The response should consist solely of the lines running from the line with "Task: For every instance of the man's" to the end of the data, retyped exactly.
_ _ _ _ _ _ _
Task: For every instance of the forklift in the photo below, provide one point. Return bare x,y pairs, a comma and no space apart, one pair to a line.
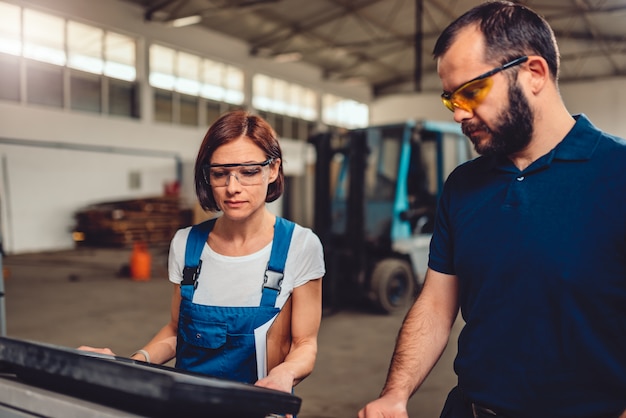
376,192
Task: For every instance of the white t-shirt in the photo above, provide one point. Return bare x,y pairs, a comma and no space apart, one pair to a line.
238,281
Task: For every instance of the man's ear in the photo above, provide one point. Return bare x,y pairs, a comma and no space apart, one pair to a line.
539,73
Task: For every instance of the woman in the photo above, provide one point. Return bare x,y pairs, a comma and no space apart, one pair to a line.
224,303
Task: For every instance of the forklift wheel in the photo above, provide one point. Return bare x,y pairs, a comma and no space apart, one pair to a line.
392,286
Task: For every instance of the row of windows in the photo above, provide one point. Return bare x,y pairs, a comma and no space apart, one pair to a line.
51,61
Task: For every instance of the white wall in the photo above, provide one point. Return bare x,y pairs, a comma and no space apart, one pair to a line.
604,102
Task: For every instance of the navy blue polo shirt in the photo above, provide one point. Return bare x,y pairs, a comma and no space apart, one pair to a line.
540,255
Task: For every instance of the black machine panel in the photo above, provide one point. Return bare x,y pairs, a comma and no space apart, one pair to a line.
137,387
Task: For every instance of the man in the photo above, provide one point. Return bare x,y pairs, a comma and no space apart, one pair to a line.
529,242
_ _ _ _ _ _ _
Task output:
Task: For every instance of the man's ear in the photo above, provide one point. Return bare x,y pairs, a comma and no space apart, one pair to a line.
539,73
Task: For every instance of the woman in the photo above, provide one point. Return bare x,y pairs, a comma and no space apart, one pair to a line.
224,303
Task: For every instance of the forklift wheel in the photo above, provide one point. Return bare x,y pairs, a comma and no space apart, one pair to a line.
392,286
Task: For every instance of the row of windows in the photo above, provide one point. Return bare x,y pairs, a comma and no space apart, one pair to a line.
51,61
Task: For every instance of the white wall in the photo above, provide one point. Return bare x,y pairs, a comma and no space apart, one pair to a line.
604,102
Task: For every instance of the navy blue polo shirt in the photo above, provide one point. Return bare x,y pairs, a comma and no space apart, one pair to a line.
540,255
Task: For every instance of the black machine panel in the photo above, provide one point. Return bare x,y pairs, a comma and no space apart, one pair to a line.
137,387
Task: For every instance of the man in the photo above, provide one point. Return bare x,y pairs, a comma and no space apart, one pair to a line.
529,242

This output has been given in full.